* **What to produce**:
In the data below, find the line containing "Find the <item>baseball"; reproduce that line and all subsequent lines exactly, and nothing else.

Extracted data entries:
■ ■ ■ ■
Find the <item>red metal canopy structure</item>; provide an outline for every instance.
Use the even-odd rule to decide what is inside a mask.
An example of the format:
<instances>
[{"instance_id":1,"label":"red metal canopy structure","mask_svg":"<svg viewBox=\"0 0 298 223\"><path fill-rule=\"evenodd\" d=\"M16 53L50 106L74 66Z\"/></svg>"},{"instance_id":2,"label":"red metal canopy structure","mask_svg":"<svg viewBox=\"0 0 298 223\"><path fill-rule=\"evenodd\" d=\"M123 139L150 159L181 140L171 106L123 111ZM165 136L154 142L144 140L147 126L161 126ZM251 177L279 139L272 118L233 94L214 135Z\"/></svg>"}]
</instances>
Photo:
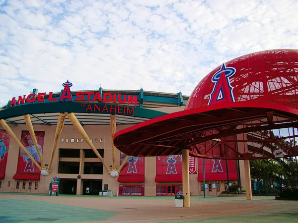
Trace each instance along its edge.
<instances>
[{"instance_id":1,"label":"red metal canopy structure","mask_svg":"<svg viewBox=\"0 0 298 223\"><path fill-rule=\"evenodd\" d=\"M134 156L179 155L183 149L207 159L297 156L298 119L298 50L265 51L217 67L184 111L121 130L114 143Z\"/></svg>"}]
</instances>

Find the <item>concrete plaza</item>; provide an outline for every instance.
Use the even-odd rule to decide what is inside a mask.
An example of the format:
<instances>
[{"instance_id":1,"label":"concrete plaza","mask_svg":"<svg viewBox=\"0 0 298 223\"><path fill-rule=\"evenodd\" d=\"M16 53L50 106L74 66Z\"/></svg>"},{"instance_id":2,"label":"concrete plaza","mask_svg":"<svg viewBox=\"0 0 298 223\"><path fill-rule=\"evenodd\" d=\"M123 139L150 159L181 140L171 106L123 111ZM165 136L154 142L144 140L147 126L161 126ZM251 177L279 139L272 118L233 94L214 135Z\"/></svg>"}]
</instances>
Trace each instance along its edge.
<instances>
[{"instance_id":1,"label":"concrete plaza","mask_svg":"<svg viewBox=\"0 0 298 223\"><path fill-rule=\"evenodd\" d=\"M0 223L298 222L298 201L273 197L192 196L175 208L173 197L59 196L0 193Z\"/></svg>"}]
</instances>

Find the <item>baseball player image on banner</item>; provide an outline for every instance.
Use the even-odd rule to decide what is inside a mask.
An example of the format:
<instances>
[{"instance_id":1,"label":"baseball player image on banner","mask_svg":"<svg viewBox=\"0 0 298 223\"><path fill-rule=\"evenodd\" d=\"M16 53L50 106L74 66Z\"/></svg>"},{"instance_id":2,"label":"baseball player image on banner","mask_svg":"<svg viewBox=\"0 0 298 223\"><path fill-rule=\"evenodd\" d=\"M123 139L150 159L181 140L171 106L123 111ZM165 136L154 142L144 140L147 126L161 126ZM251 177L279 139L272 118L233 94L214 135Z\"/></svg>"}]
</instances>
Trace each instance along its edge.
<instances>
[{"instance_id":1,"label":"baseball player image on banner","mask_svg":"<svg viewBox=\"0 0 298 223\"><path fill-rule=\"evenodd\" d=\"M38 149L40 150L40 153L42 155L45 132L36 131L35 132L36 139L37 140L37 144L38 144ZM36 148L34 145L33 141L28 131L22 131L21 142L25 146L25 148L26 148L26 149L28 151L29 153L30 153L37 163L40 165L41 163L39 157L38 156L38 154L37 153ZM32 161L26 156L24 151L20 148L17 172L24 173L39 173L40 172L39 169L33 163Z\"/></svg>"},{"instance_id":2,"label":"baseball player image on banner","mask_svg":"<svg viewBox=\"0 0 298 223\"><path fill-rule=\"evenodd\" d=\"M6 131L0 130L0 179L4 179L10 137Z\"/></svg>"}]
</instances>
■ ■ ■ ■
* **Solution to this exercise**:
Find the <item>baseball player image on banner</item>; provide an outline for every instance.
Use the even-odd rule to decide what is inside a mask.
An example of the format:
<instances>
[{"instance_id":1,"label":"baseball player image on banner","mask_svg":"<svg viewBox=\"0 0 298 223\"><path fill-rule=\"evenodd\" d=\"M16 53L50 106L74 66Z\"/></svg>"},{"instance_id":2,"label":"baseball player image on banner","mask_svg":"<svg viewBox=\"0 0 298 223\"><path fill-rule=\"evenodd\" d=\"M123 139L150 159L181 140L171 106L123 111ZM165 136L154 142L144 140L147 126L161 126ZM251 177L279 139L272 118L233 94L214 135Z\"/></svg>"}]
</instances>
Trace each instance along its edge.
<instances>
[{"instance_id":1,"label":"baseball player image on banner","mask_svg":"<svg viewBox=\"0 0 298 223\"><path fill-rule=\"evenodd\" d=\"M38 149L40 150L40 153L42 155L45 132L36 131L35 132L36 139L37 140L37 144L38 144ZM36 148L34 145L33 141L28 131L22 131L21 142L25 146L25 148L26 148L26 149L28 151L29 153L30 153L37 163L40 165L41 163L39 157L38 156L38 154L37 153ZM32 161L26 156L24 151L20 148L17 172L24 173L39 173L40 172L39 169L33 163Z\"/></svg>"},{"instance_id":2,"label":"baseball player image on banner","mask_svg":"<svg viewBox=\"0 0 298 223\"><path fill-rule=\"evenodd\" d=\"M6 131L0 130L0 179L4 179L10 137Z\"/></svg>"}]
</instances>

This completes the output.